*Text section:*
▼

Stephen Boyd писал(а) 11.01.2022 01:14:
> Quoting Nikita Travkin (2022-01-07 23:25:19)
>> Hi,
>>
>> Stephen Boyd писал(а) 08.01.2022 05:52:
>> > Quoting Nikita Travkin (2021-12-09 08:37:17)
>> I'm adding this error here primarily to bring attention of the
>> user (e.g. developer enabling some peripheral that needs
>> duty cycle control) who might have to change their clock tree
>> to make this control effective. So, assuming that if someone
>> sets the duty cycle to 50% then they might set it to some other
>> value later, it makes sense to fail the first call anyway.
>>
>> If you think there are some other possibilities for this call
>> to happen specifically with 50% duty cycle (e.g. some
>> preparations or cleanups in the clk subsystem or some drivers
>> that I'm not aware of) then I can make an exemption in the check
>> for that.
>>
> 
> I don't see anywhere in clk_set_duty_cycle() where it would bail out
> early if the duty cycle was set to what it already is. The default for
> these clks is 50%, so I worry that some driver may try to set the duty
> cycle to 50% and then fail now. Either we need to check the duty cycle
> in the core before calling down into the driver or we need to check it
> here in the driver. Can you send a patch to check the current duty cycle
> in the core before calling down into the clk ops?

Hi, sorry for a rather delayed response,
I spent a bit of time looking at how to make the clk core be
careful with ineffective duty-cycle calls and I can't find a
nice way to do this... My idea was something like this:

static int clk_core_set_duty_cycle_nolock(struct clk_core *core,
					  struct clk_duty *duty)

▲

*Source material:*
▼

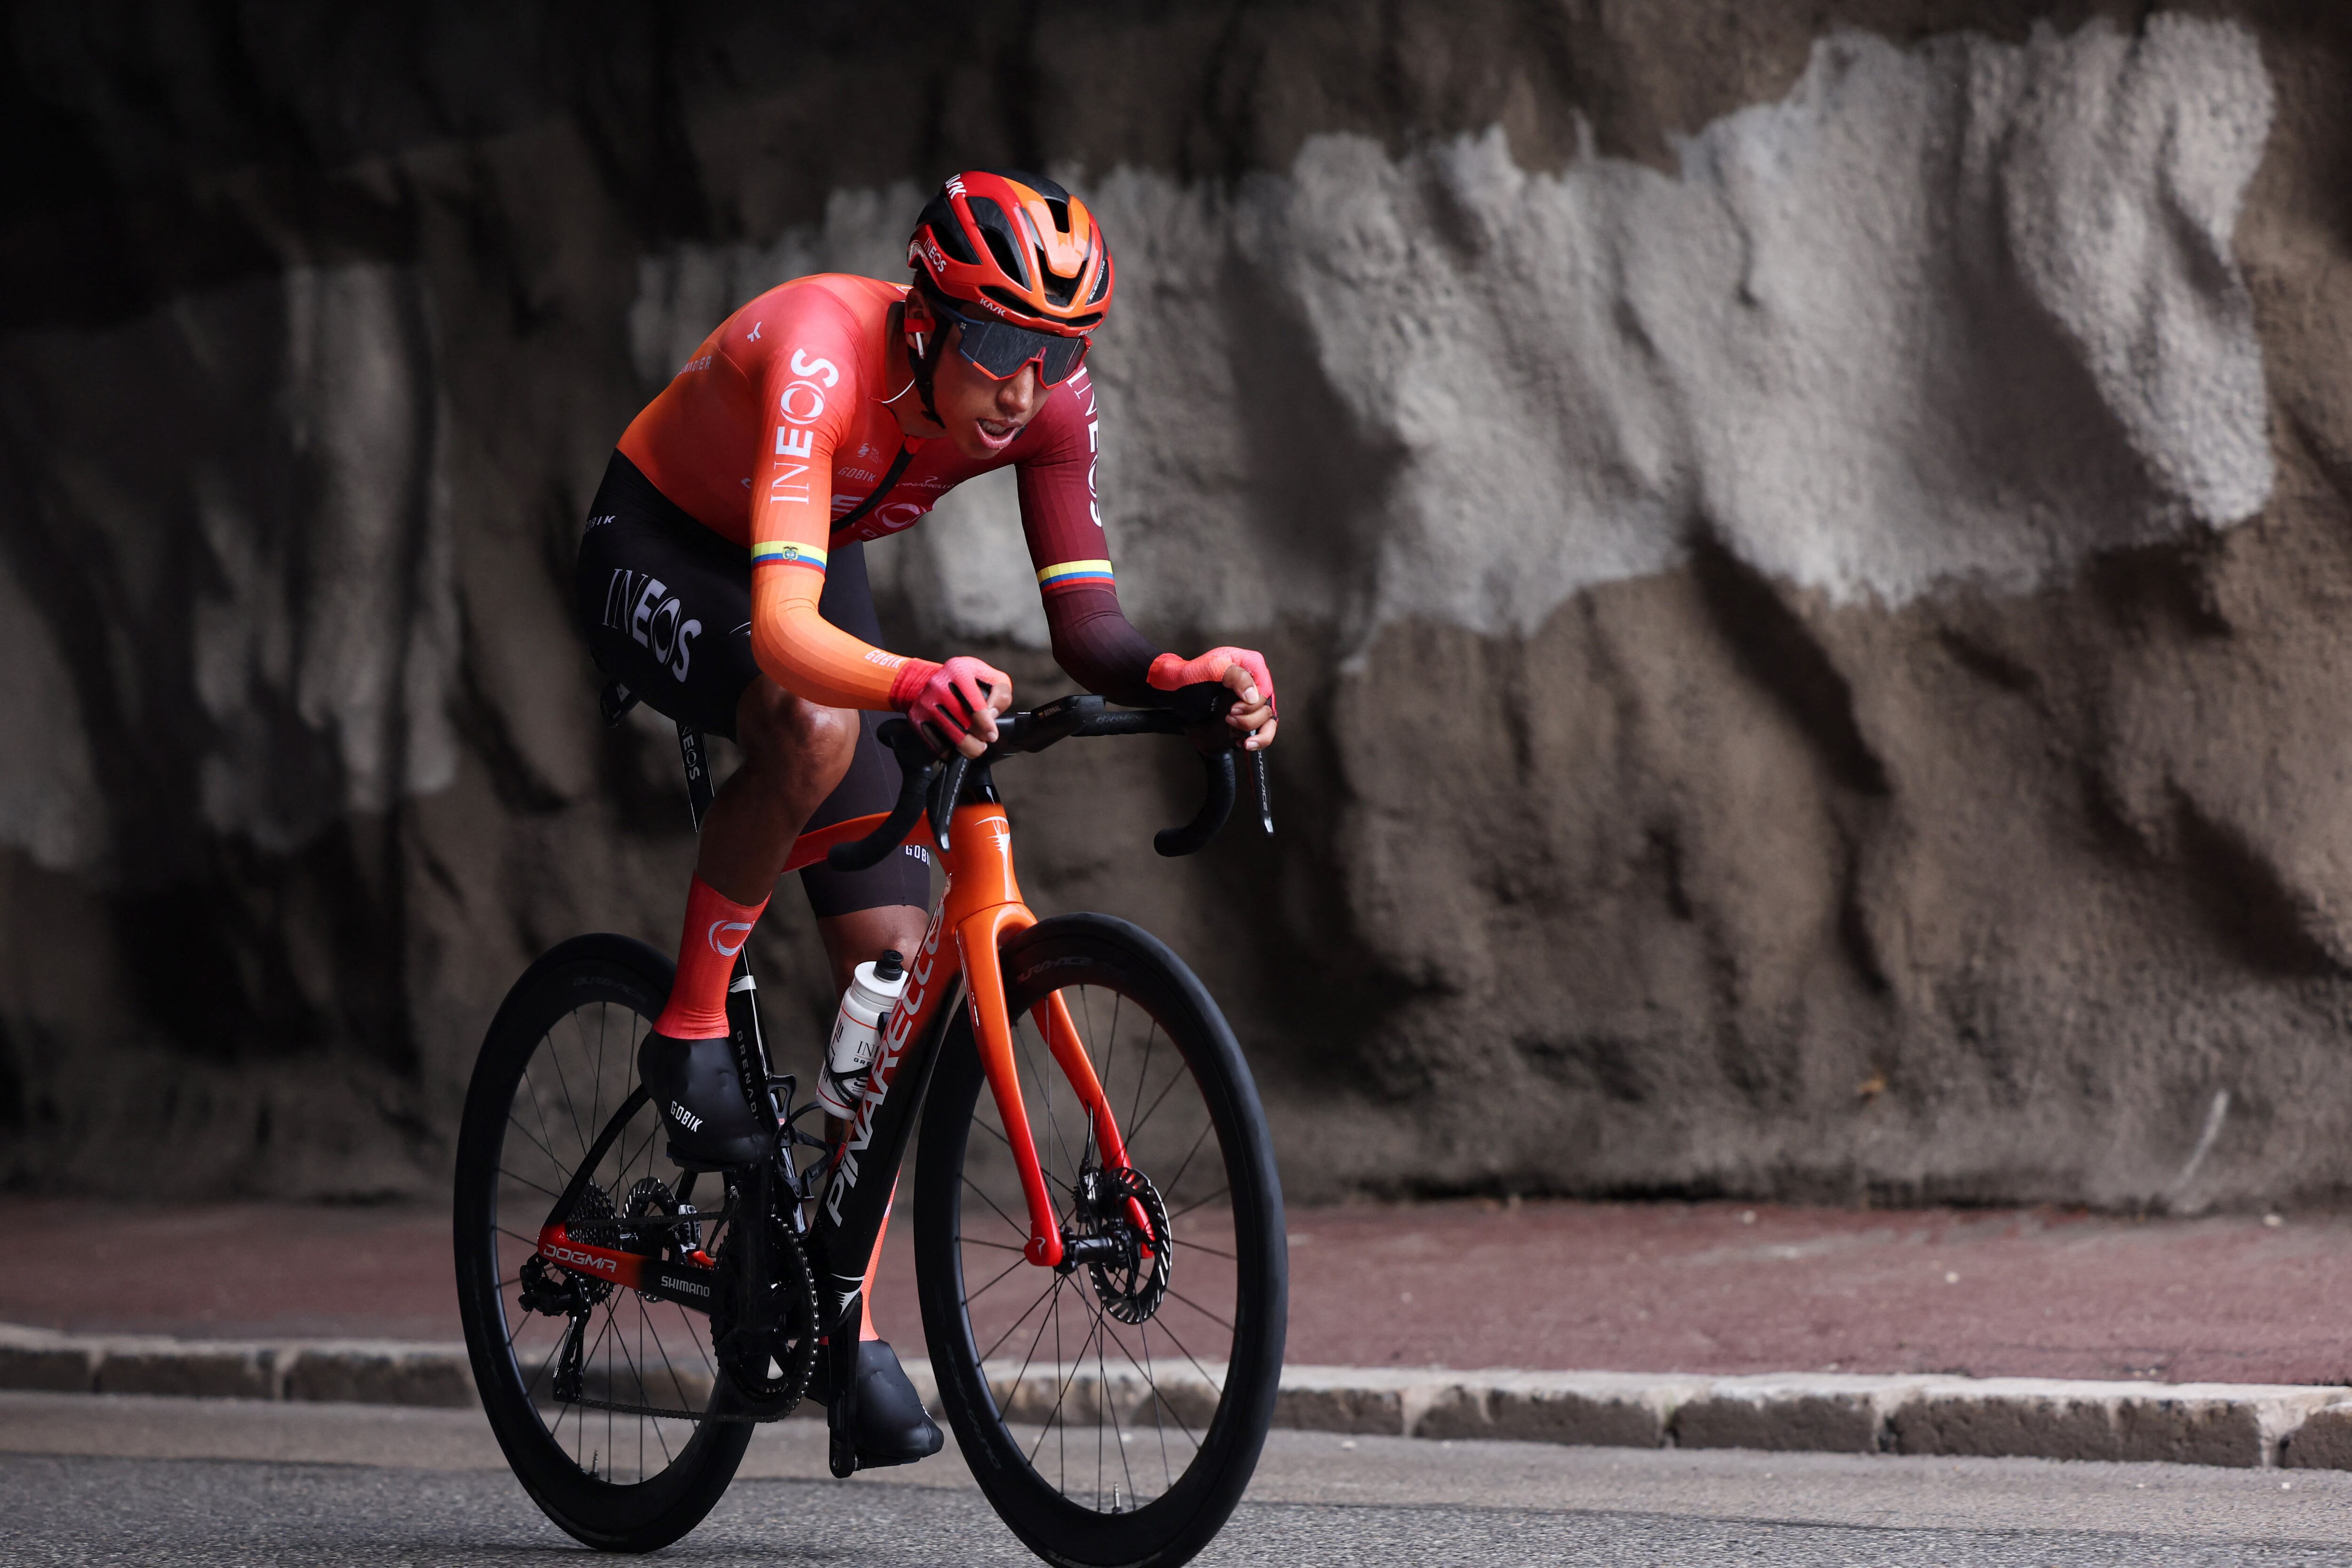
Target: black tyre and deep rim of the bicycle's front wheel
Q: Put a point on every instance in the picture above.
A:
(1083, 956)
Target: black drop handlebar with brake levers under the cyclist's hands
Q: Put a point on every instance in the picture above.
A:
(937, 784)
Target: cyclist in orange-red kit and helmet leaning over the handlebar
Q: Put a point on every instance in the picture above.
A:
(723, 579)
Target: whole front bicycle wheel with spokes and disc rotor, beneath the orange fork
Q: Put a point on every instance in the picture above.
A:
(1111, 1412)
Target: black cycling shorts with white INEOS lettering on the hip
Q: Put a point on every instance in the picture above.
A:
(667, 610)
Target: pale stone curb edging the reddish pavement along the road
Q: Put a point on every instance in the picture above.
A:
(2177, 1423)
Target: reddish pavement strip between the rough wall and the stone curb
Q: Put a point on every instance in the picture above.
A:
(1619, 1287)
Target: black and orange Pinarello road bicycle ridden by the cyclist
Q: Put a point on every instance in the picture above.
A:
(1100, 1242)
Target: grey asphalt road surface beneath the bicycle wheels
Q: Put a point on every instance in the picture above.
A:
(91, 1480)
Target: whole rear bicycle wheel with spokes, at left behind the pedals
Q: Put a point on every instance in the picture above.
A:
(603, 1412)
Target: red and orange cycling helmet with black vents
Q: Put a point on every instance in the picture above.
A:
(1020, 248)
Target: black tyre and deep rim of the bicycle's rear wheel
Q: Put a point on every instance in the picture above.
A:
(613, 974)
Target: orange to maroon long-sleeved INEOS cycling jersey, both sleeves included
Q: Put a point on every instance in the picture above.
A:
(777, 427)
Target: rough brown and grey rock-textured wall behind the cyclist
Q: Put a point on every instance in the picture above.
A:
(1800, 565)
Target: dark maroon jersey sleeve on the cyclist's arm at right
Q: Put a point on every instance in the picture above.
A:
(1064, 528)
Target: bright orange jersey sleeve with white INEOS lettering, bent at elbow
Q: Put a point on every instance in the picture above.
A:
(810, 391)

▲

*Your tasks:*
• A. Echo the part of the clock duty cycle email that opens with the words containing "Hi, sorry for" and closes with "struct clk_duty *duty)".
• B. Answer these questions using the clock duty cycle email:
(i) What is the default duty cycle for these clocks?
(ii) In which function does Stephen Boyd see no early bail-out when the duty cycle is already set to its current value?
(iii) What is the name of the static function Nikita Travkin begins to sketch?
• C. Pick up the clock duty cycle email at the point where it stops, and continue it.
The lines that come after the clock duty cycle email aren't needed here.

*Solved tasks:*
• A.
Hi, sorry for a rather delayed response,
I spent a bit of time looking at how to make the clk core be
careful with ineffective duty-cycle calls and I can't find a
nice way to do this... My idea was something like this:

static int clk_core_set_duty_cycle_nolock(struct clk_core *core,
					  struct clk_duty *duty)

• B.
(i) 50%
(ii) clk_set_duty_cycle()
(iii) clk_core_set_duty_cycle_nolock

• C.
{	/* ... */

	/* Update core->duty values */
	clk_core_update_duty_cycle_nolock(core);

	if ( /* duty doesn't match core->duty */ ) {
		ret = core->ops->set_duty_cycle(core->hw, duty);
	/* ... */
}

However there seem to be drawbacks to any variant of the
comparison that I could come up with:

Naive one would be to do
    if (duty->num != core->duty->num || duty->den != core->duty->den)
but it won't correctly compare e.g. 1/2 and 10/20.

Other idea was to do
    if (duty->den / duty->num != core->duty->den / core->duty->num)
but it will likely fail with very close values (e.g. 100/500 and 101/500)

I briefly thought of some more sophisticated math but I don't
like the idea of complicating this too far.

I briefly grepped the kernel sources for duty-cycle related methods
and I saw only one user of the clk_set_duty_cycle:
    sound/soc/meson/axg-tdm-interface.c
Notably it sets the cycle to 1/2 in some cases, though it seems to
be tied to the drivers/clk/meson/sclk-div.c clock driver by being
the blocks of the same SoC.

Thinking of it a bit more, I saw another approach to the problem
I want to solve: Since I just want to make developers aware of the
hardware quirk, maybe I don't need to fail the set but just put a
WARN or even WARN_ONCE there? This way the behavior will be unchanged.